-- GOAL --
Return every one of the records below word for word, keeping each line unchanged.

Records from the dataset:
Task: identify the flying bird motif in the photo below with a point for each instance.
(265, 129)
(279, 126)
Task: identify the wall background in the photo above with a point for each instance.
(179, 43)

-- RESULT OF THE EXERCISE --
Task: identify the flying bird motif in the photo below with a point for each instance.
(265, 129)
(279, 126)
Task: identify the wall background in the photo above with a point for each instance.
(179, 43)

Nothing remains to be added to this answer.